DATASET RECORDS:
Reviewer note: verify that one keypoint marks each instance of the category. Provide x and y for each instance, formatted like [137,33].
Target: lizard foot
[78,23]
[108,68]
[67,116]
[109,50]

PROBLEM DETAILS: Set down each line of the material above again, exactly.

ANSWER BOX:
Reviewer note: verify that one keypoint marks each instance of the category. Provide x and y for each instance, formatted like [137,33].
Target: lizard foot
[78,23]
[108,68]
[67,116]
[109,50]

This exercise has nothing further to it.